──────── Materials provided

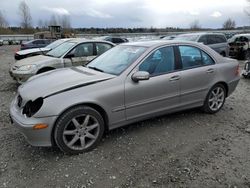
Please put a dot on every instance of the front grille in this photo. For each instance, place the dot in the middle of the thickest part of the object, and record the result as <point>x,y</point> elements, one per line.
<point>19,101</point>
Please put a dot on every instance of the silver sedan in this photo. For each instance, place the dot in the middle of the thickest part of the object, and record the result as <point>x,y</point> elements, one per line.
<point>72,107</point>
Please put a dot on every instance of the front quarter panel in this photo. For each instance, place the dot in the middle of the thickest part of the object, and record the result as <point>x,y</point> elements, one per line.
<point>109,95</point>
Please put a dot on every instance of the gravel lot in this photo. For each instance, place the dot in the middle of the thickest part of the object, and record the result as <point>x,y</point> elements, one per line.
<point>187,149</point>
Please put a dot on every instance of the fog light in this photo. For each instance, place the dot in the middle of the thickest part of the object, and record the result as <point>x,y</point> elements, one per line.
<point>40,126</point>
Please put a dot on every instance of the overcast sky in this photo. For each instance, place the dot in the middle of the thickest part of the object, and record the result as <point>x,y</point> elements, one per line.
<point>132,13</point>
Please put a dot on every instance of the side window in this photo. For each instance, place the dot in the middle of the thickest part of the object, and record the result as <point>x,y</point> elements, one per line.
<point>160,61</point>
<point>203,39</point>
<point>207,60</point>
<point>83,50</point>
<point>190,56</point>
<point>211,40</point>
<point>221,39</point>
<point>38,42</point>
<point>117,40</point>
<point>102,47</point>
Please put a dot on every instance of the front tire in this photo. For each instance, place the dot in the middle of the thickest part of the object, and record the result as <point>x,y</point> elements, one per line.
<point>79,130</point>
<point>215,99</point>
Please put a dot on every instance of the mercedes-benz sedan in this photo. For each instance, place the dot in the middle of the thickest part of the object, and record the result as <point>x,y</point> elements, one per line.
<point>72,107</point>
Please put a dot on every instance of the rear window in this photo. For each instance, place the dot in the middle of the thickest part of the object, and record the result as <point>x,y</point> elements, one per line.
<point>215,39</point>
<point>187,37</point>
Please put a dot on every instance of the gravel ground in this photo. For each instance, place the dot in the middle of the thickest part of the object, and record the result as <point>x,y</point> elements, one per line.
<point>186,149</point>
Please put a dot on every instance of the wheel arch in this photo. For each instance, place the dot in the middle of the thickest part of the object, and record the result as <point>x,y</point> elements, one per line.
<point>225,86</point>
<point>97,107</point>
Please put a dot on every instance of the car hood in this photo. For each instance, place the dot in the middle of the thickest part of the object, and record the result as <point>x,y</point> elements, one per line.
<point>35,60</point>
<point>60,80</point>
<point>32,50</point>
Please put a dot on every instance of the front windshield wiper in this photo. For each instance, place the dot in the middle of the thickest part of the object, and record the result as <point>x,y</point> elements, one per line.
<point>95,68</point>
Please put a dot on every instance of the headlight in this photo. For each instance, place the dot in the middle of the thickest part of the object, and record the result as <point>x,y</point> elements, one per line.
<point>26,67</point>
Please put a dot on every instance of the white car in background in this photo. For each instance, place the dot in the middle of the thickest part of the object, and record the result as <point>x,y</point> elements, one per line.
<point>75,52</point>
<point>39,51</point>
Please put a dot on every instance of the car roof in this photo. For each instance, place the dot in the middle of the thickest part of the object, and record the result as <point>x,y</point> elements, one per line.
<point>201,33</point>
<point>242,34</point>
<point>155,43</point>
<point>81,40</point>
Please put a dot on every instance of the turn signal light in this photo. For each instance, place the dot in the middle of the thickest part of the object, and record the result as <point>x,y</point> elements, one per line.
<point>40,126</point>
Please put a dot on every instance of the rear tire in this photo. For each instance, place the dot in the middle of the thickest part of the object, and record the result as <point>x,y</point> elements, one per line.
<point>79,130</point>
<point>215,99</point>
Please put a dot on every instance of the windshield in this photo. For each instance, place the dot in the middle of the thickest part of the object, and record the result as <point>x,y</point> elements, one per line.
<point>61,49</point>
<point>116,60</point>
<point>55,44</point>
<point>187,37</point>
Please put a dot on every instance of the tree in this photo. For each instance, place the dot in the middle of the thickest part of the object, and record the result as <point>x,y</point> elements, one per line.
<point>3,21</point>
<point>229,24</point>
<point>40,24</point>
<point>24,12</point>
<point>53,20</point>
<point>65,22</point>
<point>195,25</point>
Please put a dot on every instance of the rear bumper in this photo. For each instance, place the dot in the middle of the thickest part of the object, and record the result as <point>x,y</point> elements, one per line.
<point>25,125</point>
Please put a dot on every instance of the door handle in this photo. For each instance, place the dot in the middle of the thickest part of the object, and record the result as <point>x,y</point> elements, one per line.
<point>210,70</point>
<point>174,78</point>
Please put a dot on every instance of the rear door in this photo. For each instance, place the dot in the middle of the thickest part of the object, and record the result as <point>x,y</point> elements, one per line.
<point>159,93</point>
<point>197,75</point>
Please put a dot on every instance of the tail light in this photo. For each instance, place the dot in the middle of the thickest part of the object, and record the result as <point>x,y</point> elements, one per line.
<point>237,71</point>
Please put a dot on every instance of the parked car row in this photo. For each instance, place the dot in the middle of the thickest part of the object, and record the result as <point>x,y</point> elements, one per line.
<point>71,107</point>
<point>70,52</point>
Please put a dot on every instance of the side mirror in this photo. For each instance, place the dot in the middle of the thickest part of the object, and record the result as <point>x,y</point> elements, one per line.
<point>140,75</point>
<point>70,56</point>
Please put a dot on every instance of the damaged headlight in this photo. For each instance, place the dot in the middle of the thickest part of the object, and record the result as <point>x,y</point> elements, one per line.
<point>32,107</point>
<point>27,67</point>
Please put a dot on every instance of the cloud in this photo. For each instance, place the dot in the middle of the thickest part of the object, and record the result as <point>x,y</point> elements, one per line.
<point>97,14</point>
<point>216,14</point>
<point>59,10</point>
<point>194,13</point>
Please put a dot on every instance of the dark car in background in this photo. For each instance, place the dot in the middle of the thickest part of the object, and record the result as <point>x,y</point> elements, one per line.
<point>115,40</point>
<point>39,51</point>
<point>216,41</point>
<point>240,46</point>
<point>169,37</point>
<point>246,70</point>
<point>37,43</point>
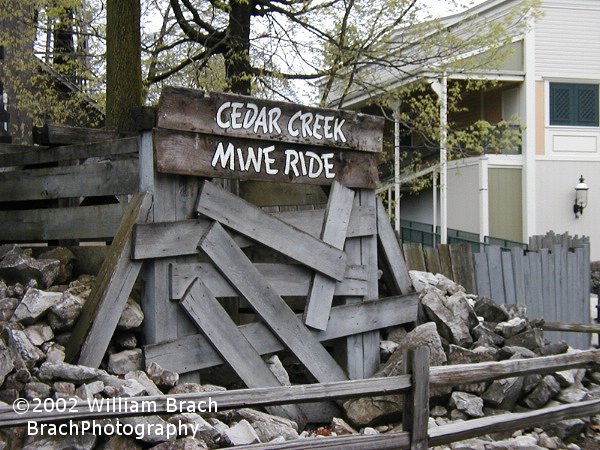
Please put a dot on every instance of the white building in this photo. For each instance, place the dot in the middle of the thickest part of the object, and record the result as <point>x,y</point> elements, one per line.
<point>551,81</point>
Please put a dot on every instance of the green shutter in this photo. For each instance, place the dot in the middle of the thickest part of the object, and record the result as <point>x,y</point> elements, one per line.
<point>574,104</point>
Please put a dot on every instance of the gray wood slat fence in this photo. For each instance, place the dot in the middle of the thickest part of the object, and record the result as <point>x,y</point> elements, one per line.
<point>69,192</point>
<point>552,278</point>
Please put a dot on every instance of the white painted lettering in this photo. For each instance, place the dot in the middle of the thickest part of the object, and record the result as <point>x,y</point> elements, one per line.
<point>220,122</point>
<point>327,165</point>
<point>236,114</point>
<point>337,130</point>
<point>327,127</point>
<point>274,115</point>
<point>291,162</point>
<point>317,126</point>
<point>303,163</point>
<point>268,160</point>
<point>224,156</point>
<point>261,121</point>
<point>291,127</point>
<point>250,115</point>
<point>254,158</point>
<point>306,120</point>
<point>315,165</point>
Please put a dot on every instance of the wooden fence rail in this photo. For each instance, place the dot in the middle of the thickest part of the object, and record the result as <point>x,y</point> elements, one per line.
<point>414,384</point>
<point>552,278</point>
<point>76,191</point>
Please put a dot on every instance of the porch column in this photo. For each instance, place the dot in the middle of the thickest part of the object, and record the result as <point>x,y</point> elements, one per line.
<point>396,106</point>
<point>441,89</point>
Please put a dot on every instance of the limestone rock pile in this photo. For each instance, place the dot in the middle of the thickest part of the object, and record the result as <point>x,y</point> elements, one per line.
<point>461,328</point>
<point>39,305</point>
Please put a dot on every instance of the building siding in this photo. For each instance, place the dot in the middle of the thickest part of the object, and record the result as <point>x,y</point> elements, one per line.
<point>567,38</point>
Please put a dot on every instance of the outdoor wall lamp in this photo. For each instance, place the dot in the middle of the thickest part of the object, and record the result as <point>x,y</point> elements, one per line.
<point>580,197</point>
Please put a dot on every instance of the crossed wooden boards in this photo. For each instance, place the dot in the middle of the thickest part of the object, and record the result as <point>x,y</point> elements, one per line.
<point>232,273</point>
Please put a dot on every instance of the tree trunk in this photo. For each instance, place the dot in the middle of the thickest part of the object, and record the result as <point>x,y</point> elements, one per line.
<point>123,63</point>
<point>237,58</point>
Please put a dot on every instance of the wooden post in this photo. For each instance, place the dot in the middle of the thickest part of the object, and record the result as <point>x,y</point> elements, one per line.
<point>415,418</point>
<point>174,198</point>
<point>337,218</point>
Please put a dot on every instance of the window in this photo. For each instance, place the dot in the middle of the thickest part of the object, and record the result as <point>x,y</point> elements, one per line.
<point>574,104</point>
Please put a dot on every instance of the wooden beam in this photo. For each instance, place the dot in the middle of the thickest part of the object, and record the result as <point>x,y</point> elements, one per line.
<point>195,352</point>
<point>82,222</point>
<point>98,319</point>
<point>166,239</point>
<point>88,180</point>
<point>190,110</point>
<point>415,418</point>
<point>457,431</point>
<point>210,317</point>
<point>235,213</point>
<point>288,280</point>
<point>571,327</point>
<point>41,155</point>
<point>387,441</point>
<point>251,285</point>
<point>222,399</point>
<point>391,254</point>
<point>208,155</point>
<point>322,289</point>
<point>62,134</point>
<point>415,258</point>
<point>475,373</point>
<point>462,266</point>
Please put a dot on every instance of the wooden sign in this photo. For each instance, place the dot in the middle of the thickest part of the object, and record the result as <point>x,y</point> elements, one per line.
<point>233,136</point>
<point>249,117</point>
<point>248,159</point>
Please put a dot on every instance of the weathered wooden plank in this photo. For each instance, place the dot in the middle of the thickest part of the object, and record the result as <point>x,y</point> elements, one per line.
<point>462,266</point>
<point>509,279</point>
<point>446,261</point>
<point>482,276</point>
<point>372,339</point>
<point>350,352</point>
<point>166,239</point>
<point>221,400</point>
<point>195,352</point>
<point>43,155</point>
<point>6,148</point>
<point>98,320</point>
<point>285,279</point>
<point>535,303</point>
<point>252,222</point>
<point>322,289</point>
<point>494,256</point>
<point>87,180</point>
<point>547,268</point>
<point>84,222</point>
<point>206,155</point>
<point>517,262</point>
<point>510,422</point>
<point>474,373</point>
<point>311,221</point>
<point>570,327</point>
<point>63,134</point>
<point>186,109</point>
<point>415,260</point>
<point>252,286</point>
<point>391,258</point>
<point>415,418</point>
<point>432,260</point>
<point>206,312</point>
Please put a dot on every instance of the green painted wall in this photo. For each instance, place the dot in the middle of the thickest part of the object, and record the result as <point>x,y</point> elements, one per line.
<point>505,203</point>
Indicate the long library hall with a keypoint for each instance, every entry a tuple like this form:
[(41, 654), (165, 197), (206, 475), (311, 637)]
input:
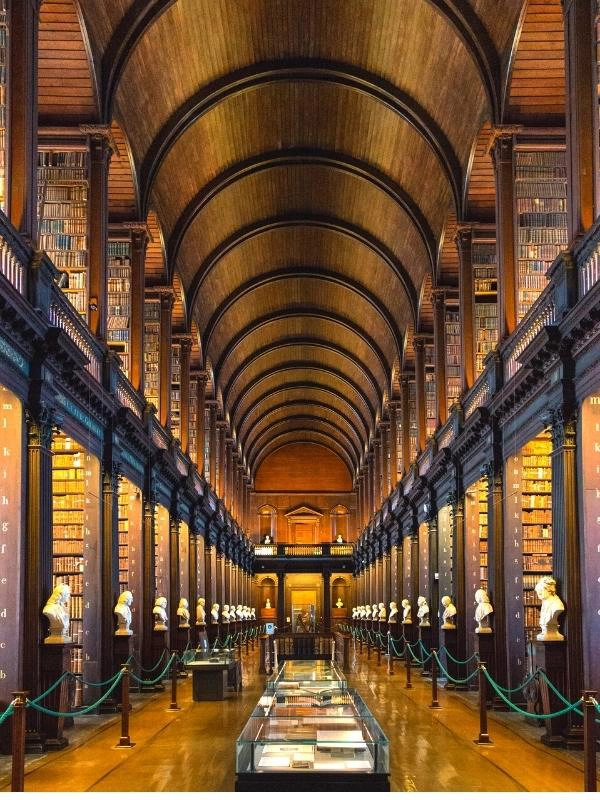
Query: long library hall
[(299, 395)]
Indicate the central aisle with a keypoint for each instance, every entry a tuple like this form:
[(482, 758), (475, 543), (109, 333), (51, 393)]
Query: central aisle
[(194, 749)]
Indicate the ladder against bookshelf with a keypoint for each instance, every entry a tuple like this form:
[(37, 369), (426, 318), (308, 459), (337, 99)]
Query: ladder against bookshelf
[(75, 495), (119, 299), (63, 217), (485, 297), (176, 390), (152, 351), (541, 216), (453, 359), (3, 98)]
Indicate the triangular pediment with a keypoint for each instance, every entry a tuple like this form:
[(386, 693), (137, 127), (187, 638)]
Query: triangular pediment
[(303, 511)]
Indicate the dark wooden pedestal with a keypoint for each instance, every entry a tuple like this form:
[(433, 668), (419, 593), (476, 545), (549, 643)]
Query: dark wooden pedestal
[(55, 660), (426, 637), (552, 658)]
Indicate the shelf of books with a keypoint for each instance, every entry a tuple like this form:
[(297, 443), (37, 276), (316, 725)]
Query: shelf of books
[(453, 359), (119, 299), (161, 552), (412, 420), (152, 351), (476, 542), (193, 423), (541, 198), (63, 217), (3, 98), (485, 297), (75, 505), (176, 390), (430, 393)]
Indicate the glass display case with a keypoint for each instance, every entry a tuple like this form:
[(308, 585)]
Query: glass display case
[(334, 747)]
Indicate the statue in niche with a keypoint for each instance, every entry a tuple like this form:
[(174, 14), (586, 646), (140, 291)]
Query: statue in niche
[(482, 612), (423, 612), (552, 608), (123, 613), (183, 613), (160, 614), (56, 611), (449, 613)]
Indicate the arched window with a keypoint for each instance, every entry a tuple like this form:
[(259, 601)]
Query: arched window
[(339, 524), (267, 524)]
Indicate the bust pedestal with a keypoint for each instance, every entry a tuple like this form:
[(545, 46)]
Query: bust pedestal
[(426, 638), (551, 656), (55, 660)]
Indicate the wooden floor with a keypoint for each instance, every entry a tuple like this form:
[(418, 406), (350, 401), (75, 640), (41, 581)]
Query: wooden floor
[(194, 749)]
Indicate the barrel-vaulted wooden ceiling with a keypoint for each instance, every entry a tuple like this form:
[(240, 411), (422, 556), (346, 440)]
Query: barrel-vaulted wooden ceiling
[(302, 159)]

────────────────

Can you give the records again, starting with the line with "Please put a dot on every instance of the parked" and going on through the line with "<point>71,107</point>", substituting "row of parked cars" for "parked car row" and leaving everything else unchanged?

Exercise result.
Please put a dot on every instance of the row of parked cars in this photo. For each instance, place the dot in the middle of the thickest part of the object, and record the result as <point>x,y</point> elements, one per line.
<point>71,107</point>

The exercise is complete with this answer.